**TASK OBJECTIVE:** The line containing "Task: place one keypoint on every instance of the wrist" marks where copying starts, so set down that line and each one after it exactly, through the end of the records.

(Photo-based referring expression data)
--- START ---
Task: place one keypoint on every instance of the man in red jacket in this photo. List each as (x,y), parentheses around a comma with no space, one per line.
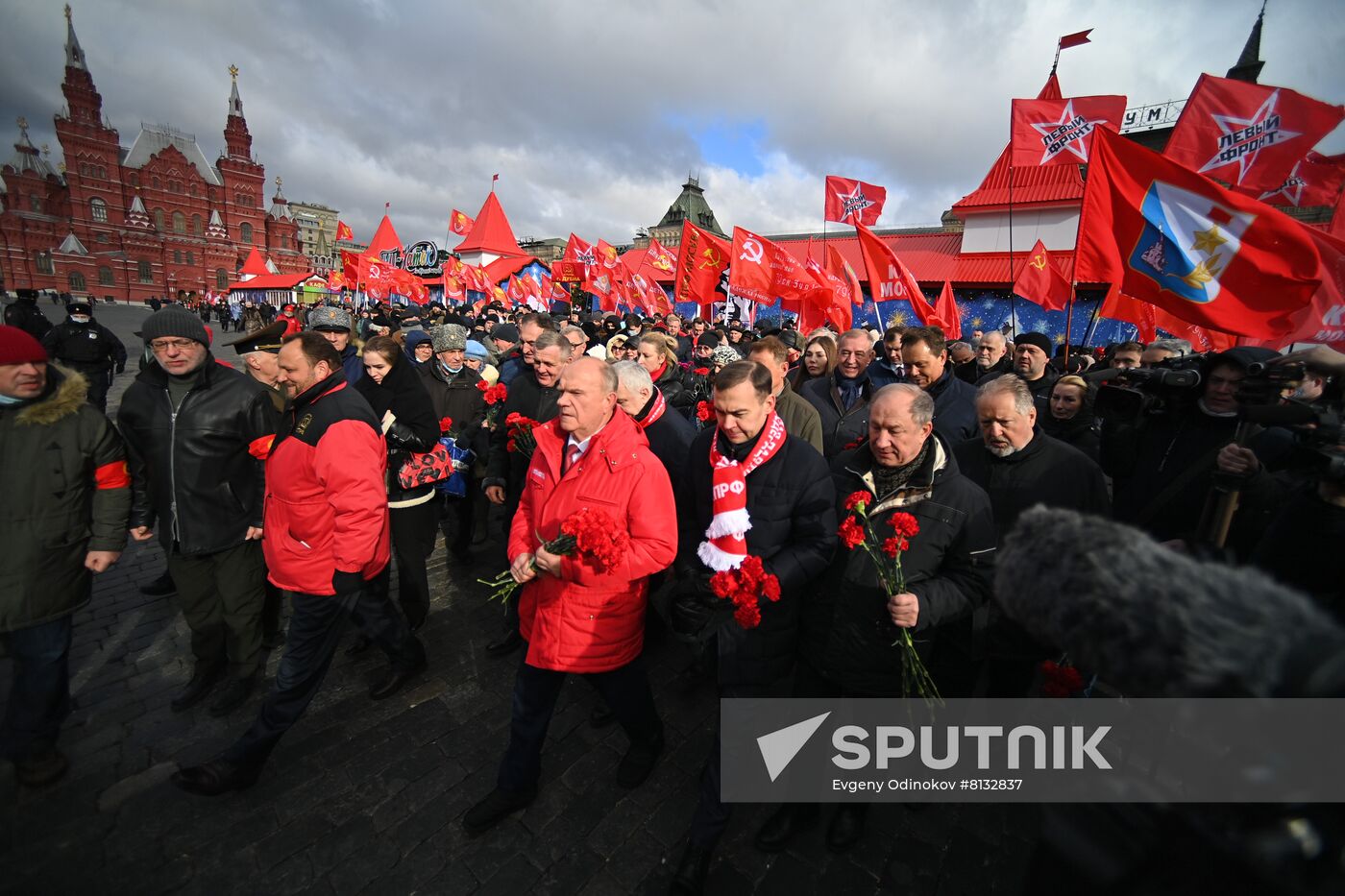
(574,618)
(326,536)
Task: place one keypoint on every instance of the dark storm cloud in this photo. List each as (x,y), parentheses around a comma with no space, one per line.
(588,109)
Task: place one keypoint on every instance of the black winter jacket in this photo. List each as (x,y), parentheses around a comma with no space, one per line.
(791,503)
(198,472)
(840,426)
(456,396)
(948,568)
(1045,472)
(507,469)
(414,429)
(954,408)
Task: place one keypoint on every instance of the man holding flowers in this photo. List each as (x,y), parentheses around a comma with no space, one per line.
(896,607)
(582,611)
(756,516)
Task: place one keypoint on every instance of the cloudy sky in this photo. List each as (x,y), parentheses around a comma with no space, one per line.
(594,111)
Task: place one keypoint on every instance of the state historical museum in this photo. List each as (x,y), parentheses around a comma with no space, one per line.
(155,220)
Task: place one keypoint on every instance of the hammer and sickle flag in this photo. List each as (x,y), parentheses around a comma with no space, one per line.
(701,260)
(1041,281)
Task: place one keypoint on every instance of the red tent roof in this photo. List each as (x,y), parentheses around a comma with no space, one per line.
(1045,184)
(991,268)
(491,231)
(931,255)
(1031,186)
(272,281)
(256,264)
(385,238)
(504,268)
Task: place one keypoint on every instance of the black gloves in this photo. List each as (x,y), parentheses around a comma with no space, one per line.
(695,604)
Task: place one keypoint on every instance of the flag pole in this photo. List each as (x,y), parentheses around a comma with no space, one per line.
(1013,302)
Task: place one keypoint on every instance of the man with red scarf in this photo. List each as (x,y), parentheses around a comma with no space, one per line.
(749,489)
(572,617)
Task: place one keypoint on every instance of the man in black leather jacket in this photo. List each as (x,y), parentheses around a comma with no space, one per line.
(197,439)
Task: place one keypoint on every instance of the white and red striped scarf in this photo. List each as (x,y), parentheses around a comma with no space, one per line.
(655,412)
(725,545)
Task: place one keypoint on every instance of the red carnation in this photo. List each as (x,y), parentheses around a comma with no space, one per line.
(904,525)
(858,499)
(722,584)
(851,533)
(894,545)
(748,615)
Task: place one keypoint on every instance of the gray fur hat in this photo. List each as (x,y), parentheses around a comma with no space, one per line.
(448,338)
(725,355)
(329,318)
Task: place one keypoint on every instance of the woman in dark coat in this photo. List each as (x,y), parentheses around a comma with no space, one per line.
(658,355)
(399,397)
(1071,419)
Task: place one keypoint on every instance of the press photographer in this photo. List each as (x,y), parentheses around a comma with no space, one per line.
(1163,428)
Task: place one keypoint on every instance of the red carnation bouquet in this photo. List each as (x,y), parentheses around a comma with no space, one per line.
(520,433)
(746,586)
(494,397)
(591,536)
(857,530)
(1060,680)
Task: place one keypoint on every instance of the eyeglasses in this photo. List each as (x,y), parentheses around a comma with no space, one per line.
(164,345)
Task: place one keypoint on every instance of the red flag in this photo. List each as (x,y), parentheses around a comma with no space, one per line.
(1313,181)
(831,302)
(659,257)
(1041,281)
(838,265)
(578,251)
(763,272)
(1149,319)
(888,278)
(1048,132)
(701,260)
(1324,319)
(460,224)
(853,201)
(1248,133)
(945,315)
(568,271)
(1075,39)
(515,291)
(1174,238)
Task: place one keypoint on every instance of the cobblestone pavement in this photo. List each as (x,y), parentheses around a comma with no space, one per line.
(365,797)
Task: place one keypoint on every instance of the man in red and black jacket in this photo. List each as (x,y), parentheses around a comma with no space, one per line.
(326,539)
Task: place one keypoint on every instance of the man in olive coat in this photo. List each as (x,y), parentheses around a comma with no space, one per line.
(64,520)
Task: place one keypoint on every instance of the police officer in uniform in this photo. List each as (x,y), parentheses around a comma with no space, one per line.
(258,352)
(84,345)
(26,315)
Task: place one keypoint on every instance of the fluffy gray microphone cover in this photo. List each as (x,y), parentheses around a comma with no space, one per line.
(1153,621)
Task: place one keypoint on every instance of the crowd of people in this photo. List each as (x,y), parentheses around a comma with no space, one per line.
(289,470)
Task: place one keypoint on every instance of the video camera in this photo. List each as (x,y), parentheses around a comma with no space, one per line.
(1130,395)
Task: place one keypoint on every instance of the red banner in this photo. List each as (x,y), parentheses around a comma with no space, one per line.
(1248,133)
(1049,132)
(1170,237)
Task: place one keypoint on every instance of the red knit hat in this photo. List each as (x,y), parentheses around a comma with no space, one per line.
(17,348)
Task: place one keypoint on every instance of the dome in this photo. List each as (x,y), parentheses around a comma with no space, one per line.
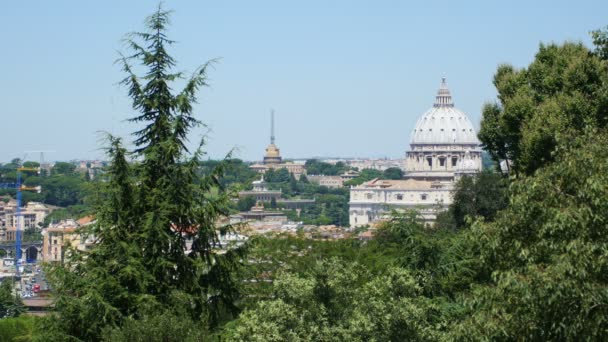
(444,124)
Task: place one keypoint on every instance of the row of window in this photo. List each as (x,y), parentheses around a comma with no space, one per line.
(423,197)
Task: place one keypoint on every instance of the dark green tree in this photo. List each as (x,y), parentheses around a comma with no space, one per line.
(146,212)
(547,251)
(564,90)
(392,173)
(10,304)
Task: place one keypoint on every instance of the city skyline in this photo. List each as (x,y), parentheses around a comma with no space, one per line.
(345,80)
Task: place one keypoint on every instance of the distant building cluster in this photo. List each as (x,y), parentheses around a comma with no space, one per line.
(443,147)
(273,160)
(32,216)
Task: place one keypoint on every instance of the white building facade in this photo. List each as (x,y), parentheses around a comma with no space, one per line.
(443,146)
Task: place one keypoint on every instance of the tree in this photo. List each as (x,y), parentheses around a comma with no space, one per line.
(146,211)
(392,173)
(63,168)
(563,91)
(245,203)
(10,304)
(547,253)
(482,195)
(600,40)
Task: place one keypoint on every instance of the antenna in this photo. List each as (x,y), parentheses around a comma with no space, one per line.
(41,155)
(272,126)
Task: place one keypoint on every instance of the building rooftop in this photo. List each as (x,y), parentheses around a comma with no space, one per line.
(443,123)
(407,184)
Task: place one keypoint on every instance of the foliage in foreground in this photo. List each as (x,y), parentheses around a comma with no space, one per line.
(17,328)
(146,212)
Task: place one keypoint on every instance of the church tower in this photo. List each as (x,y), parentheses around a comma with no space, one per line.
(272,155)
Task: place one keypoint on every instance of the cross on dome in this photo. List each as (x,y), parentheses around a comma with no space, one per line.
(443,98)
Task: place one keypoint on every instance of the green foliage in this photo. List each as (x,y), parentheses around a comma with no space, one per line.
(364,176)
(63,168)
(600,40)
(339,301)
(17,329)
(563,91)
(236,171)
(72,212)
(316,167)
(482,195)
(167,326)
(146,211)
(392,173)
(548,253)
(10,304)
(245,203)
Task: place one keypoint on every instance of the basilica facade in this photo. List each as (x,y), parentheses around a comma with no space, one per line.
(443,147)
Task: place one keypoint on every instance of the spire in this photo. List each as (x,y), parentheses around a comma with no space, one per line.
(443,98)
(272,126)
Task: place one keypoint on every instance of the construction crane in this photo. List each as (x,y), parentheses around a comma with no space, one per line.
(19,187)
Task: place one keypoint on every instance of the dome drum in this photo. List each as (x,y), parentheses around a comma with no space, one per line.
(441,138)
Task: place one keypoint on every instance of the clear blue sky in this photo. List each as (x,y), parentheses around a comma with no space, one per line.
(346,78)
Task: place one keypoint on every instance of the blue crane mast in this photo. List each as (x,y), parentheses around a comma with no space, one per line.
(19,187)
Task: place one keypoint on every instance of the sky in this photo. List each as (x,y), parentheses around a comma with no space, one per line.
(345,78)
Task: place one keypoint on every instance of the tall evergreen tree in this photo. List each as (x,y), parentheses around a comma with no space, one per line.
(149,211)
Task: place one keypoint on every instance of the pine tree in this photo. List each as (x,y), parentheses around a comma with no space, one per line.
(149,210)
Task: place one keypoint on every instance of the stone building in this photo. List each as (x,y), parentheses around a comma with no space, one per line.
(443,147)
(67,233)
(328,181)
(32,216)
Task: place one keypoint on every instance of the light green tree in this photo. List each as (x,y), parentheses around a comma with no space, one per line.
(152,202)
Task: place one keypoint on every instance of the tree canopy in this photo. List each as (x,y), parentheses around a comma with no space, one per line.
(156,231)
(563,91)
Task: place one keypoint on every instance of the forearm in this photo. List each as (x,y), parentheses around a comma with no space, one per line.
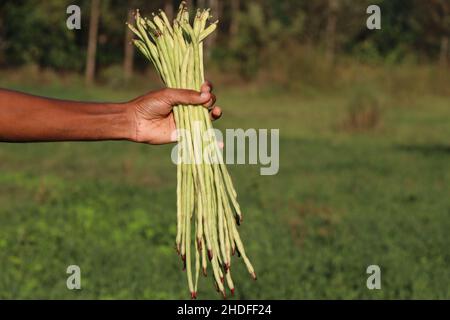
(26,118)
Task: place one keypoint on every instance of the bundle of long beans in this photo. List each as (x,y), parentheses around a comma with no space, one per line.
(206,198)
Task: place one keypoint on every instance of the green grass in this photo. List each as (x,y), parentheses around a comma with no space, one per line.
(341,201)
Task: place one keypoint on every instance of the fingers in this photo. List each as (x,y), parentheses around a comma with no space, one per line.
(206,87)
(211,101)
(216,113)
(186,97)
(191,97)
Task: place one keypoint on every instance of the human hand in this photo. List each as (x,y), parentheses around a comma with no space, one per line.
(154,121)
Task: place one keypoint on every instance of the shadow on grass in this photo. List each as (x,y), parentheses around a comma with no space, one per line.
(427,150)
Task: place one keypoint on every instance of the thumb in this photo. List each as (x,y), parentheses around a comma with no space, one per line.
(186,97)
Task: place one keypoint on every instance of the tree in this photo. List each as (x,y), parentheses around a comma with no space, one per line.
(330,35)
(92,41)
(234,17)
(129,48)
(168,9)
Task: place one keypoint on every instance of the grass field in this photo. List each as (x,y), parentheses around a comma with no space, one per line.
(343,200)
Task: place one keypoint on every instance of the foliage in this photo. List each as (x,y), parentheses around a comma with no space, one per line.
(34,32)
(341,201)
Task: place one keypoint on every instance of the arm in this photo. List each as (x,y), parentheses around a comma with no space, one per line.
(148,119)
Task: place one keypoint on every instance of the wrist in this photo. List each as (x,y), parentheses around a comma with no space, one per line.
(130,132)
(121,122)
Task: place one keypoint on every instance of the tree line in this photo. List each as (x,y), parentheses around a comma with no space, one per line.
(251,36)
--- END ---
**EXERCISE SOLUTION:**
Task: place one keypoint on every instance of the wrist in this photo. List each as (x,y), parentheses around a comma with no space, one per line.
(130,132)
(121,122)
Task: place one keypoint on every instance of the tree line in this photo. List each as (x,y), parentheses around a comma with no space, one per line.
(251,36)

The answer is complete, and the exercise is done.